Pointing dataset excerpts
○ ○ ○

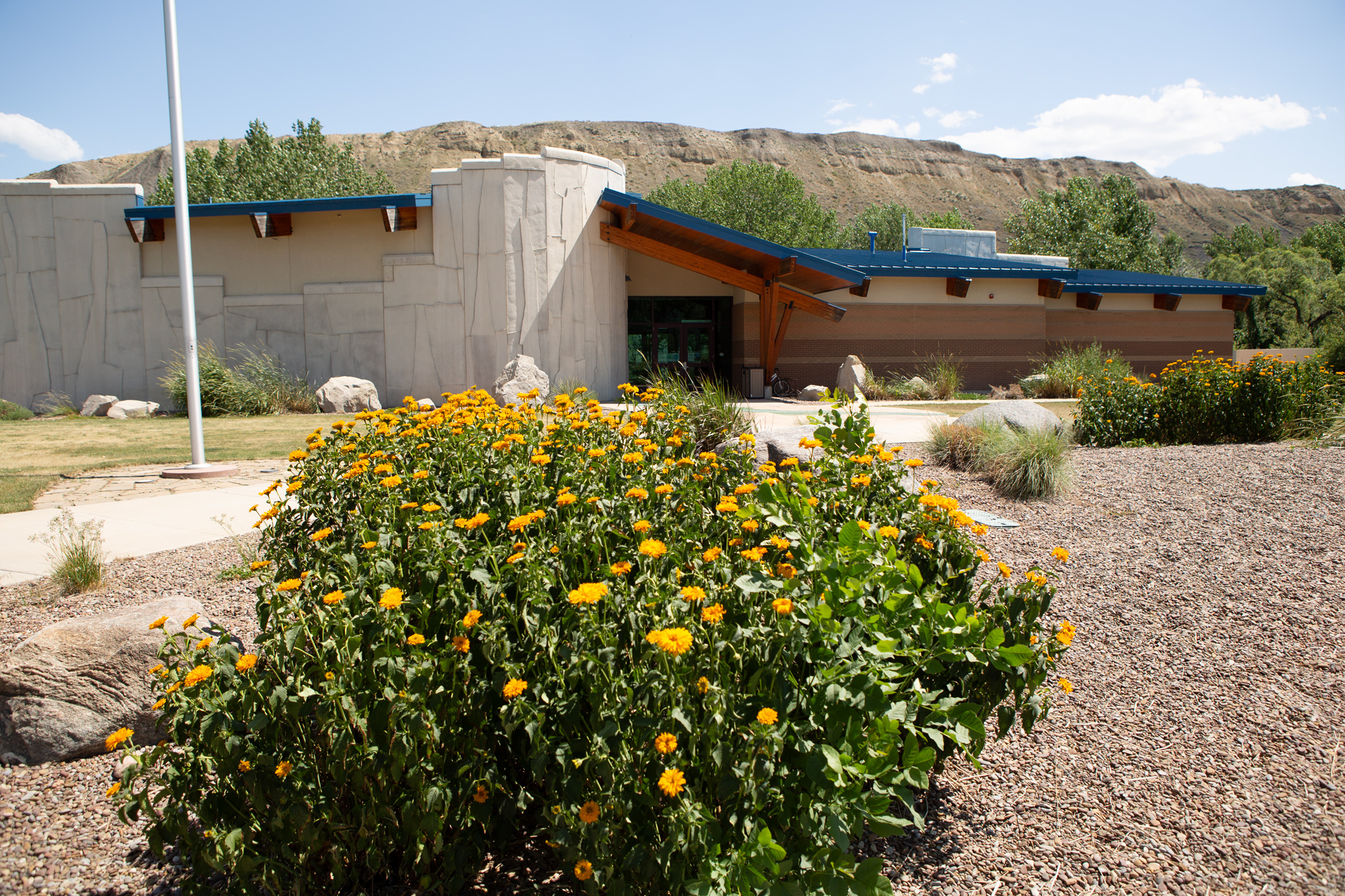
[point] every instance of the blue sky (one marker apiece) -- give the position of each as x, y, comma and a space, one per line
1230, 95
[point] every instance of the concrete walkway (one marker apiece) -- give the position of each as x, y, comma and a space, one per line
132, 528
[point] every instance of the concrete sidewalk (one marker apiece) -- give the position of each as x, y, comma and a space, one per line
131, 528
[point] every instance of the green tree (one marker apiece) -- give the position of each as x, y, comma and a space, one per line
1101, 225
886, 221
306, 166
1305, 299
755, 198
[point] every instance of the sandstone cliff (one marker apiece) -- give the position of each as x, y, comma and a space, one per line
847, 171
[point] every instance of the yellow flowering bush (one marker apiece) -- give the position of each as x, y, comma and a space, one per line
675, 698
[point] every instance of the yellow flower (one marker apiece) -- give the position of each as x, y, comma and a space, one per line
673, 641
692, 592
197, 676
672, 782
588, 592
116, 737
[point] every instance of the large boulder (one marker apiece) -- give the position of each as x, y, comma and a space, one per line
98, 405
1016, 415
127, 409
75, 682
852, 377
520, 376
348, 396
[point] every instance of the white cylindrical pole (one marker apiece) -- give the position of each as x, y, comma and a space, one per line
184, 225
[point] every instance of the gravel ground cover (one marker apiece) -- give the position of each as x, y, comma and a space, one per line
1202, 751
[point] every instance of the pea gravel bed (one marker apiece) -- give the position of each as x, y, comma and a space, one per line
1202, 751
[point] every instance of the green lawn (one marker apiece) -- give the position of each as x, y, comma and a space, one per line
34, 452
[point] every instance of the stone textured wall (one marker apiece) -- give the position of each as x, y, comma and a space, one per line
71, 318
517, 240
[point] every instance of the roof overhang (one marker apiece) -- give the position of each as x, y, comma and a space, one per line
641, 222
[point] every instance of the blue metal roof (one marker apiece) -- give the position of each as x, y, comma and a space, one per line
935, 264
808, 257
283, 206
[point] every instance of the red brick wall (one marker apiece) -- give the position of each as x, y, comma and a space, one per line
995, 343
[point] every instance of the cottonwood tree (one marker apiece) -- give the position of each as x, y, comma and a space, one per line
306, 166
1101, 225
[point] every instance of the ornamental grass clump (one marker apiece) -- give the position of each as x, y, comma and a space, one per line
1210, 400
684, 670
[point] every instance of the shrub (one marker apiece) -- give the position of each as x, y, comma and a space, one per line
1032, 463
1069, 366
1210, 400
76, 553
258, 385
687, 671
10, 411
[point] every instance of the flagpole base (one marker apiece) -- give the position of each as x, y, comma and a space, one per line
205, 471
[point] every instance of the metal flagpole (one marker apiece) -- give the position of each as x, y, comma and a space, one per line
198, 466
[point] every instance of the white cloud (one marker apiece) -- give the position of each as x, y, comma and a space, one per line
953, 119
1152, 131
38, 140
886, 127
941, 71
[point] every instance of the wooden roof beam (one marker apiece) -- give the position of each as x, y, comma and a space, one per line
683, 259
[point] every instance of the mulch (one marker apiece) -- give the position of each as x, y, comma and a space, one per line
1200, 754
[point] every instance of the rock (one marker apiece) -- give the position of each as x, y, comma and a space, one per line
130, 408
98, 405
852, 377
520, 376
1017, 415
348, 396
1012, 391
75, 682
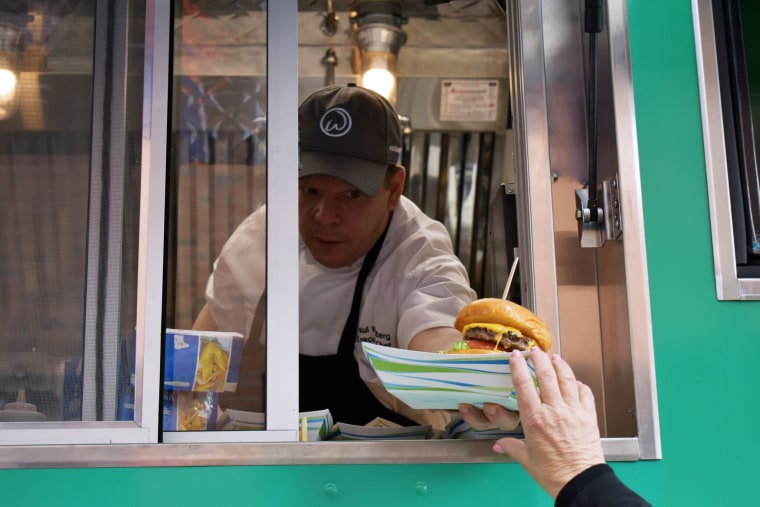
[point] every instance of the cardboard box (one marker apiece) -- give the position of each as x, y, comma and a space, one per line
189, 411
202, 361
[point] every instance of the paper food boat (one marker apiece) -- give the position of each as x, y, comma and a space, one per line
430, 380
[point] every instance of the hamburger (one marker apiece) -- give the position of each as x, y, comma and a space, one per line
499, 325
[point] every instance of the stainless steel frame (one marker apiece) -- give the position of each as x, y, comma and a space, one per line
728, 285
268, 454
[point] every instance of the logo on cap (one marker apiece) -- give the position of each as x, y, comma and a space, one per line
336, 122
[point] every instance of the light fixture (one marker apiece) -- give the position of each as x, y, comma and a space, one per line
10, 45
378, 37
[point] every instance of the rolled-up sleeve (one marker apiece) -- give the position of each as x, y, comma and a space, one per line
239, 276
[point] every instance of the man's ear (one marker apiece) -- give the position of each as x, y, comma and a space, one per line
397, 188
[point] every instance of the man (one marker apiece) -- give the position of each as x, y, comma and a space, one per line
373, 267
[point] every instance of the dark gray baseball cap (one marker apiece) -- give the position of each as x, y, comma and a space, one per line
351, 133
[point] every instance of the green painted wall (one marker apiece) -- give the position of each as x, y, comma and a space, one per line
706, 390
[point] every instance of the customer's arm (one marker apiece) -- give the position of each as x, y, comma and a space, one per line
562, 449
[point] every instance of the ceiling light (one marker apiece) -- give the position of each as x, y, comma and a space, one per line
378, 37
10, 46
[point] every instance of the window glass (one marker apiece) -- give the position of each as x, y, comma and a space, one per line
69, 202
215, 360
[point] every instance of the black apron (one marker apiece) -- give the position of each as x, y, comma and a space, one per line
333, 382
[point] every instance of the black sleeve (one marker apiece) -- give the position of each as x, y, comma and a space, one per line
598, 486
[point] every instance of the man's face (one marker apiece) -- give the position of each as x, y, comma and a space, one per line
338, 223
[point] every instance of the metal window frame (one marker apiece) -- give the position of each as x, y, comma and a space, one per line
728, 285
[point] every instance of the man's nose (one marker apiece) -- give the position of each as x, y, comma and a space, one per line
327, 211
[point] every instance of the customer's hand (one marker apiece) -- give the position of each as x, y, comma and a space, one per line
560, 425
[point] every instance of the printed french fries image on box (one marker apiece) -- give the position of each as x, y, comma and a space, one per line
213, 363
202, 360
189, 411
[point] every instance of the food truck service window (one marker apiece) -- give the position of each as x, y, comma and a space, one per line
158, 282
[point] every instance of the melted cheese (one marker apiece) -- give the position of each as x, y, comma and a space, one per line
498, 329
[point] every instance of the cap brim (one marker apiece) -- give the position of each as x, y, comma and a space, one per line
366, 176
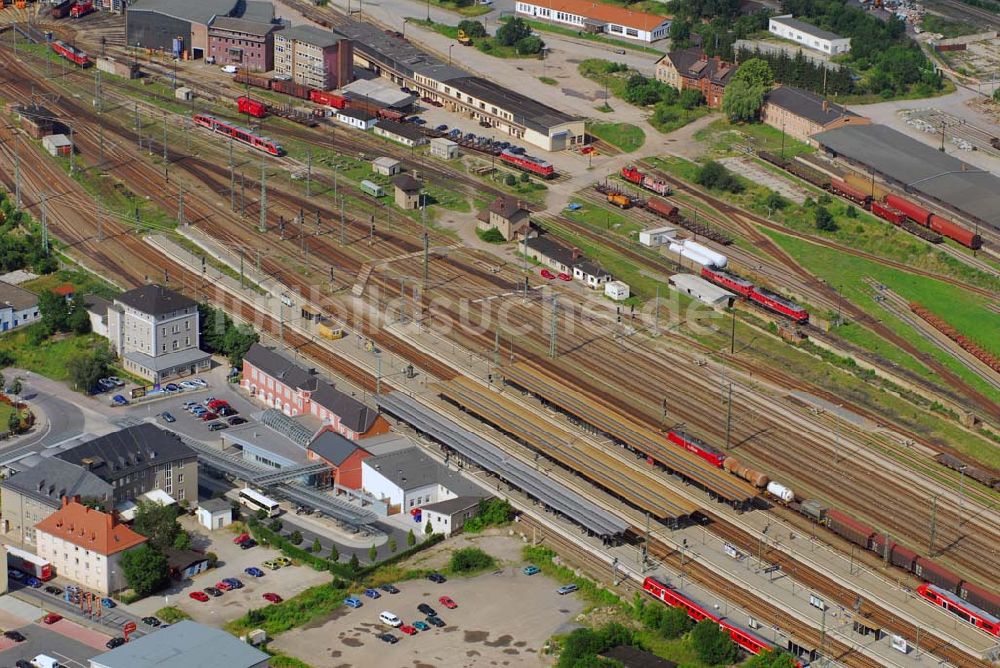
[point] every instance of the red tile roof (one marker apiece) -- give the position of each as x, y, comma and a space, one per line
90, 529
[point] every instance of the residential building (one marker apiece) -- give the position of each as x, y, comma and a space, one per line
247, 44
597, 17
702, 290
185, 644
406, 134
214, 514
386, 166
155, 332
29, 496
507, 111
18, 307
808, 35
342, 454
800, 113
407, 191
691, 68
357, 118
443, 148
137, 460
564, 260
408, 479
509, 216
86, 545
449, 516
281, 384
321, 59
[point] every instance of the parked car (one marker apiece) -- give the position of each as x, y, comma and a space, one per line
387, 617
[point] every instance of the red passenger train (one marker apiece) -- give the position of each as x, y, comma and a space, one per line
239, 134
960, 608
747, 641
71, 53
529, 163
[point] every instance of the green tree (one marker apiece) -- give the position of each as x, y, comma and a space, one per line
712, 644
755, 72
742, 102
513, 31
157, 523
85, 369
145, 570
54, 311
470, 560
824, 220
472, 28
674, 623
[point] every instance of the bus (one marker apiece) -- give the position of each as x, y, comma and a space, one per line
258, 501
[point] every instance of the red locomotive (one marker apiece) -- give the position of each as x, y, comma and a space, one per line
747, 641
709, 453
71, 53
633, 175
239, 134
960, 608
248, 105
529, 163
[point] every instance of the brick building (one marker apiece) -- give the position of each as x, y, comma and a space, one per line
248, 44
691, 68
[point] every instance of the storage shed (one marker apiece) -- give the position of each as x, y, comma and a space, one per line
386, 166
444, 148
57, 145
702, 290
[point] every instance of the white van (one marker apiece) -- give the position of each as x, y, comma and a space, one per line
390, 619
44, 661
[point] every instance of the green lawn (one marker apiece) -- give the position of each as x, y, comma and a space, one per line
623, 136
50, 357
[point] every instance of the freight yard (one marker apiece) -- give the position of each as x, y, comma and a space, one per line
809, 425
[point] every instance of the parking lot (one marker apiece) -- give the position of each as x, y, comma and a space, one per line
285, 582
502, 618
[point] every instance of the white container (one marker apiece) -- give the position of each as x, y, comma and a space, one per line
777, 490
718, 259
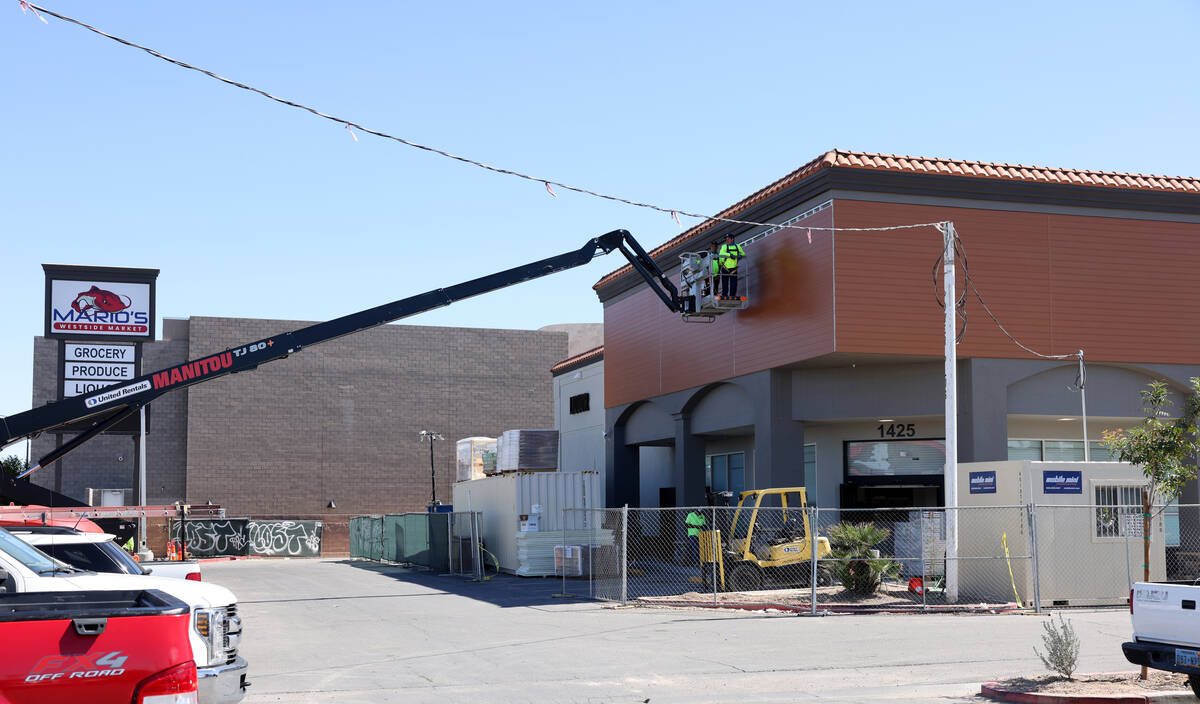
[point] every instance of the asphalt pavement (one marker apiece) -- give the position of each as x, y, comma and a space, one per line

○ ○ ○

▶ To be done: Only the lines from the one holding "[point] every instance of the storage" through the last line of the records should be output, please, exactly and without any pictures.

▶ Exercise result:
[point] every instance of the storage shed (one marker apiece) -- give the position of each as x, y, comma and a space, one per line
386, 166
444, 148
57, 145
702, 290
[point] every instance of the white van (one marker apiece) -- give the position of each as x, y, comma and a space, one per line
390, 619
44, 661
[point] every instance of the green lawn (one marker apiece) -- give the position of each as x, y, comma and a space, one per line
623, 136
50, 357
[point] every instance of the freight yard (one marker apiece) -- give the position of each as x, y, comma and a space, one per line
809, 425
[point] every instance of the parking lot (one marker apiece) -- give the position of each as x, y, comma and a space, one per line
285, 582
502, 618
[point] every instance of the white container (one marker apiece) -- give the position of each as x, y, comma and a space, one per line
777, 490
718, 259
[point] every instance of the asphalt pavement (one marker apiece) -- give the position of each as x, y, comma and a space, one per line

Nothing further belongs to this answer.